▶ **EXERCISE INSTRUCTIONS**
Format the records, starting at the line that contains "Search the image for the grass" and ending at the line that contains "24, 49, 124, 83", as a Markdown table with the columns Row and Line, leaving out any blank lines.
◇ ◇ ◇ ◇ ◇
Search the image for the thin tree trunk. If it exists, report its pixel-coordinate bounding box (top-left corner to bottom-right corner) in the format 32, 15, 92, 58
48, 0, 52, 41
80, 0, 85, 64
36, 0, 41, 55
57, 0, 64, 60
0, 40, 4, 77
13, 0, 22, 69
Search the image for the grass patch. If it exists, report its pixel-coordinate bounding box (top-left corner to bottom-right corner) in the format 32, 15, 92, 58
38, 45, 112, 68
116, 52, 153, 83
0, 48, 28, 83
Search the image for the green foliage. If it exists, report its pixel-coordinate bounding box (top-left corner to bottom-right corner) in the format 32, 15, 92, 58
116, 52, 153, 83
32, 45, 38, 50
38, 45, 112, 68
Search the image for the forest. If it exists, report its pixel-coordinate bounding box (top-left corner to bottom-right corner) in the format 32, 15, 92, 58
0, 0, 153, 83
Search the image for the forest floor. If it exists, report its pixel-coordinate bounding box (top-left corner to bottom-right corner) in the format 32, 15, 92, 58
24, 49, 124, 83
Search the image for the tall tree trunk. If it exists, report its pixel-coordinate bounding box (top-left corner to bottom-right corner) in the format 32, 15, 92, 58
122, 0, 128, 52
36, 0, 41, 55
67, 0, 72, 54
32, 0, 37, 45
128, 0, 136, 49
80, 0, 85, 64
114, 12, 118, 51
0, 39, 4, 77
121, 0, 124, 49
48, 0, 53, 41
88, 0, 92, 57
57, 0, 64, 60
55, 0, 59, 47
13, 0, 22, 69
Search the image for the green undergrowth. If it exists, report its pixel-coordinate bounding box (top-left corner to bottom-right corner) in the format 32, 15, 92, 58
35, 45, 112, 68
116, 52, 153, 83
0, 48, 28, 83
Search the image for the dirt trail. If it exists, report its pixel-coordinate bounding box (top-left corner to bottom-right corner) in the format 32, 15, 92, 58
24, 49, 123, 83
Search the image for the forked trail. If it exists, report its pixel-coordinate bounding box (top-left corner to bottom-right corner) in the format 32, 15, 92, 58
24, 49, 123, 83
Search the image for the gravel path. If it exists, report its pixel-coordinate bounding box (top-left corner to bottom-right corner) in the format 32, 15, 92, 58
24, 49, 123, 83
◇ ◇ ◇ ◇ ◇
▶ **TASK RESULT**
| Row | Line |
|---|---|
| 1 | Search the image for the grass patch. If it exists, report its pixel-coordinate bounding box (top-left corner to bottom-right corner) in the format 32, 15, 92, 58 |
| 2 | 38, 45, 112, 68 |
| 3 | 116, 52, 153, 83 |
| 4 | 0, 48, 28, 83 |
| 5 | Search the image for the green foliage. If it exists, report its pixel-coordinate bounding box (top-left corner to bottom-right corner) in the format 32, 15, 92, 58 |
| 6 | 116, 52, 153, 83 |
| 7 | 32, 45, 38, 50 |
| 8 | 38, 45, 112, 68 |
| 9 | Search the image for the forest. If it exists, report its pixel-coordinate bounding box (top-left corner to bottom-right corner) in the format 32, 15, 92, 58 |
| 10 | 0, 0, 153, 83 |
| 11 | Search the image for the forest floor. If it exists, report its pixel-coordinate bounding box (top-left corner to bottom-right corner) in the format 32, 15, 92, 58 |
| 12 | 24, 49, 124, 83 |